▶ **Document section**:
start
State v. Williams

Decision Date10 August 1993
Docket NumberNo. 13917,13917
CourtConnecticut Supreme Court
PartiesSTATE of Connecticut v. Bernard WILLIAMS.

Robert S. Bello, Sp. Public Defender, with whom, on the brief, was Christopher R. Bello, Stamford, for appellant (defendant).

Leon F. Dalbec, Jr., Asst. State's Atty., with whom, on the brief, were Eugene Callahan, State's Atty., and David I. Cohen, Sr. Asst. State's Atty., for appellee (state).

Before PETERS, C.J., and BORDEN, BERDON, SANTANIELLO and DALY, JJ.

SANTANIELLO, Associate Justice.

The defendant, Bernard Williams, was convicted, after a jury trial, of one count of felony murder in violation of General Statutes § 53a-54c 1 and sentenced to a term of imprisonment of sixty years. He appeals directly to this court pursuant to General Statutes § 51-199(b)(3). 2 On appeal, the defendant claims that the trial court improperly: (1) refused to grant his motion for a new trial based upon the failure adequately to reconstruct the testimony contained in a missing trial transcript; (2) allowed the state to introduce into evidence a videotape of the crime scene; and (3) failed to suppress certain statements made by him to police officers. We affirm.

The jury could reasonably have found the following facts. On the evening of June 6, 1988, the victim, who had parked her car in the Bloomingdale's parking garage in Stamford, had been shopping at Bloomingdale's. At approximately 7 p.m., a shopper returned to the garage and discovered the victim lying facedown in a pool of blood near the open trunk of the victim's car. An autopsy revealed that she had bled to death as a result of five stab wounds about the neck region.

The police secured and searched the crime scene. The victim's recent purchases purse and watch were not found in the immediate area or in her car. The police found a silver colored watchband extension pin near the perimeter of the crime scene. The police took black and white photographs and made a videotape of the crime scene.

The following day, a Bloomingdale's employee found, in one of the boys' dressing rooms, a shopping bag containing the victim's purse and the items purchased by her on the previous evening. Stains on these items contained blood that was consistent with the victim's blood type.

On the evening of the murder, the defendant, on four separate occasions, told acquaintances that: (1) he had done something at Bloomingdale's that he should not have done; (2) he had killed somebody at Bloomingdale's; (3) he had done something to a woman and had gotten money and a watch from her; and (4) he had killed a woman in the parking lot at Bloomingdale's. The defendant also showed two of these acquaintances a watch matching the description of the victim's watch. One acquaintance noted that the side of the watchband was broken where the watchband connected to the face and that there was a red spot on the watch. Several days after the murder, the defendant had a second conversation with one of his acquaintances during which he described the murder in great detail.
end
▶ **Tasks to carry out**:
1 - In the State v. Williams opinion, what caused the victim's death, according to the autopsy?
2 - Carry on writing the State v. Williams opinion, starting right after its last sentence.
The entries play no part here.

Region annotation entries
start
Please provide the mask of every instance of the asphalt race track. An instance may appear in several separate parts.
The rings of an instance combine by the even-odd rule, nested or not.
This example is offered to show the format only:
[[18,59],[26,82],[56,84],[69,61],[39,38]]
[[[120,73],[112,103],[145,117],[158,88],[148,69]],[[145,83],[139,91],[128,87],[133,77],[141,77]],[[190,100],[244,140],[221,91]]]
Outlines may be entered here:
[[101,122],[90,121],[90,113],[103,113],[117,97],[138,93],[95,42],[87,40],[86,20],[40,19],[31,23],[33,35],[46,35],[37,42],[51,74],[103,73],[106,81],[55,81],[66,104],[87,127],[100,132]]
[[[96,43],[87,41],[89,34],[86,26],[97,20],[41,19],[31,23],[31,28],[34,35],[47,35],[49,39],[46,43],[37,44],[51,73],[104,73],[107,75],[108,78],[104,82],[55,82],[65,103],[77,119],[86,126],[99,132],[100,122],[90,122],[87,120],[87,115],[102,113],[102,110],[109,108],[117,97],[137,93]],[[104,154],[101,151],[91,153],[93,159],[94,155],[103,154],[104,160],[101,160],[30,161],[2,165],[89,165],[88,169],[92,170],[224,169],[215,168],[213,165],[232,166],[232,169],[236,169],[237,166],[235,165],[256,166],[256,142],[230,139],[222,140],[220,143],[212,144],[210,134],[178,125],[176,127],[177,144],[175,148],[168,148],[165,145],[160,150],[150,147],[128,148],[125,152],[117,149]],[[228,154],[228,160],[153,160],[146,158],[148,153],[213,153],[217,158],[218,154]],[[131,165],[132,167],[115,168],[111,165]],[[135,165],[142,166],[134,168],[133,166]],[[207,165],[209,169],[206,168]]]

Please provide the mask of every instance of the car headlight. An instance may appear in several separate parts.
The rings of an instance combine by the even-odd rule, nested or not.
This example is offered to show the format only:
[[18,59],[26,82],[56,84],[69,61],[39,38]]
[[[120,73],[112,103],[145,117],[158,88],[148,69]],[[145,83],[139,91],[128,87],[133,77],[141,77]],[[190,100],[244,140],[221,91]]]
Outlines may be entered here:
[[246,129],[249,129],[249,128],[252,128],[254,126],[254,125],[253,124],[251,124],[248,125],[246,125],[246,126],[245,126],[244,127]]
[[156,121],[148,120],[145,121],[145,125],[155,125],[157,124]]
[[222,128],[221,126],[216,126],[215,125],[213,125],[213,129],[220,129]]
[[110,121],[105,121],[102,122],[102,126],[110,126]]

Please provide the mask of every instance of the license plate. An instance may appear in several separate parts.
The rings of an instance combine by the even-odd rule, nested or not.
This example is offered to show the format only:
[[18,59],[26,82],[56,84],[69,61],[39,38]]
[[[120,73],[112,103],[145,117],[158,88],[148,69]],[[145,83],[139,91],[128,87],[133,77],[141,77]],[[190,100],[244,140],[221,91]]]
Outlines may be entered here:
end
▶ **Answers per task**:
1 - She bled to death from five stab wounds about the neck region.

2 -
I

The defendant first claims that the trial court improperly denied his motion for a new trial that was based upon the failure adequately to reconstruct the testimony contained in a missing trial transcript. We disagree.

On March 15, 1990, the defendant requested a copy of the trial transcript. In the late fall of 1991, the court monitor informed the defendant that two tapes, containing the trial proceedings of the afternoon of October 31, 1989, were missing. The defendant promptly filed a motion for a new trial on the ground that a complete transcript of the trial was unavailable. The missing tapes contained the testimony of witnesses who had been examined concerning the introduction by the state of various exhibits, including a diagram of the parking garage, photographs of the crime scene and a videotape of the crime scene.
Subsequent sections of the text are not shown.